## TRECHO SELECIONADO
● ● ● ● ●
Além disso, a fotógrafa relata que os ônibus que atendem os bairros mais afastados e aqueles que atendem linhas e uso mais frequentes são de péssima qualidade. “Uma barulheira sem fim, parece que você está dentro de um liquidificador por conta da trepidação. Água escorrendo pelas janelas em dias chuvosos é muito comum. E o calor? A sensação é a de que você tá assando”, descreve.

Nicolle relata que até existem alguns ônibus ‘premiados’ com ar condicionado, mas são poucos. A linha mais comum de se encontrar esse serviço é a 515, que tem um trajeto curto, do terminal Hércules Maymone até o residencial Damha. “Nele sempre tem ar condicionado, nas vezes em que precisei fazer esse trecho. Uma pena as linhas mais movimentadas e os ônibus que atendem bairros mais humildes não terem o mesmo cuidado”, lamenta a passageira.
Outra questão que merece atenção, segundo a fotógrafa, é a estrutura dos pontos de ônibus nos bairros. No caso dela, não há bancos para sentar ou sequer uma estrutura que proteja do sol e da chuva.
“É um pedaço de pau laranja fincado na calçada. Não tem banco, não tem cobertura, não tem nada. O dia tá com um sol pra cada campo-grandense no céu? Vai esperar com a cabeça queimando. Tá caindo o mundo em forma de chuva? Pois então você que arrume um guarda-chuva pra esperar seu ônibus, se não vai entrar ensopado”, relata.
Conforme dados da Prefeitura, levantados pelo Jornal Midiamax em 2023, dos 4.386 pontos, apenas 2.243 paradas tinham cobertura e assentos. Nas demais 2.143 estações, que representa 48,86% do montante, o morador se depara com postes de madeira sem qualquer tipo de suporte ao consumidor que aguarda pelo transporte coletivo.
Transporte público é mal planejado
Para o doutor em arquitetura e urbanismo Júlio Botega, o sistema de transporte coletivo de Campo Grande não possui integração, tampouco eficiência e hierarquia entre as linhas. Ele avalia que, em vez de trajetos otimizados, os ônibus percorrem longos caminhos dentro da cidade em trajetos extensos e pouco objetivos, o que compromete a função dos terminais.
Esses espaços deveriam concentrar a chegada dos ônibus para, a partir dali, distribuir os passageiros aos bairros, no entanto, isso não acontece porque as linhas circulam por vários pontos da cidade, sem uma lógica clara. Na prática, o resultado é um transporte mais lento, desorganizado, que leva os usuários a esperarem por uma hora inteira para deslocar do bairro ao terminal, por exemplo.

“Qualquer bom sistema de transporte têm horário. As pessoas sabem que horas chegar no ponto de ônibus e que horas elas estarão no seu destino. Claro que acontecem acidentes, e imprevistos, mas dentro do previsível, todo bom sistema de transporte tem horário. Mas aqui não tem, temos um sistema muito desintegrado e irracional. Não sei quem está pensando nesse tipo de modelo, mas me parece muito fraco em termos de engenharia de tráfego e de organização das linhas”, enfatiza Júlio.
● ● ● ● ●
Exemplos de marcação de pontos
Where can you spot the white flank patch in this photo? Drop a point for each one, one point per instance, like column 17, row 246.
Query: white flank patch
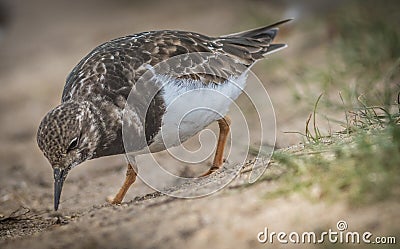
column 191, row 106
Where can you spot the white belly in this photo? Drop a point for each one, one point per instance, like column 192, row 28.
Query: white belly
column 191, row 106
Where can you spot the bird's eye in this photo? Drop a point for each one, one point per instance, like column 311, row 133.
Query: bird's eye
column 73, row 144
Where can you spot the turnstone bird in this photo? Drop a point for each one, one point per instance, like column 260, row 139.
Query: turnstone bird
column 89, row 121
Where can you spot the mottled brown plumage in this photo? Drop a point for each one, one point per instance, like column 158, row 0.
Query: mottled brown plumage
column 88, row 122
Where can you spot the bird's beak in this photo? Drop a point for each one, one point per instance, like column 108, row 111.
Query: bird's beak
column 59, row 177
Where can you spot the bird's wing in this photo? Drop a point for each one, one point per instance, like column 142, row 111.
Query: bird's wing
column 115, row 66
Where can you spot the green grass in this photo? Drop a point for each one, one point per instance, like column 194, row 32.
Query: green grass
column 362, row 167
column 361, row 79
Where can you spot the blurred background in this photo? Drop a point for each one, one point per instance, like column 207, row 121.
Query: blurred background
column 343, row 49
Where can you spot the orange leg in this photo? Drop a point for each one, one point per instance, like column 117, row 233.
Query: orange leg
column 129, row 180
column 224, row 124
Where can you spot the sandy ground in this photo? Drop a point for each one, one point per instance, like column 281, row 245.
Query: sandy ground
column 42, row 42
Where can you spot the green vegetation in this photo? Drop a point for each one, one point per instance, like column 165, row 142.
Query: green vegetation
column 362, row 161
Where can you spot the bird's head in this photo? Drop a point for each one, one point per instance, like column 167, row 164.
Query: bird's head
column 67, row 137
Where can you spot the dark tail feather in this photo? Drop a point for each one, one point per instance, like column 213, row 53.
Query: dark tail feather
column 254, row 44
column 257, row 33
● ● ● ● ●
## REQUISITOS
**A.** Reproduza palavra por palavra o trecho sobre o transporte coletivo de Campo Grande entre "Outra questão que" e "pelo transporte coletivo.", inclusive.
**B.** Reescreva como CSV de duas colunas, pedido e resposta, as linhas de marcação de pontos entre a que contém "Where can you spot the bird's wing" e a que contém "column 362, row 161", inclusive. Cada pedido ocupa uma linha do CSV, com o texto e a resposta em campos entre aspas e as quebras de linha trocadas por espaços.

## RESPOSTAS DO EXERCÍCIO
**A.**
Outra questão que merece atenção, segundo a fotógrafa, é a estrutura dos pontos de ônibus nos bairros. No caso dela, não há bancos para sentar ou sequer uma estrutura que proteja do sol e da chuva.
“É um pedaço de pau laranja fincado na calçada. Não tem banco, não tem cobertura, não tem nada. O dia tá com um sol pra cada campo-grandense no céu? Vai esperar com a cabeça queimando. Tá caindo o mundo em forma de chuva? Pois então você que arrume um guarda-chuva pra esperar seu ônibus, se não vai entrar ensopado”, relata.
Conforme dados da Prefeitura, levantados pelo Jornal Midiamax em 2023, dos 4.386 pontos, apenas 2.243 paradas tinham cobertura e assentos. Nas demais 2.143 estações, que representa 48,86% do montante, o morador se depara com postes de madeira sem qualquer tipo de suporte ao consumidor que aguarda pelo transporte coletivo.

**B.**
pedido,resposta
"Where can you spot the bird's wing in this photo? Drop a point for each one, one point per instance, like column 142, row 111. Query: bird's wing","column 115, row 66"
"Where can you spot the green grass in this photo? Drop a point for each one, one point per instance, like column 194, row 32. Query: green grass","column 362, row 167 column 361, row 79"
"Where can you spot the blurred background in this photo? Drop a point for each one, one point per instance, like column 207, row 121. Query: blurred background","column 343, row 49"
"Where can you spot the orange leg in this photo? Drop a point for each one, one point per instance, like column 117, row 233. Query: orange leg","column 129, row 180 column 224, row 124"
"Where can you spot the sandy ground in this photo? Drop a point for each one, one point per instance, like column 281, row 245. Query: sandy ground","column 42, row 42"
"Where can you spot the green vegetation in this photo? Drop a point for each one, one point per instance, like column 165, row 142. Query: green vegetation","column 362, row 161"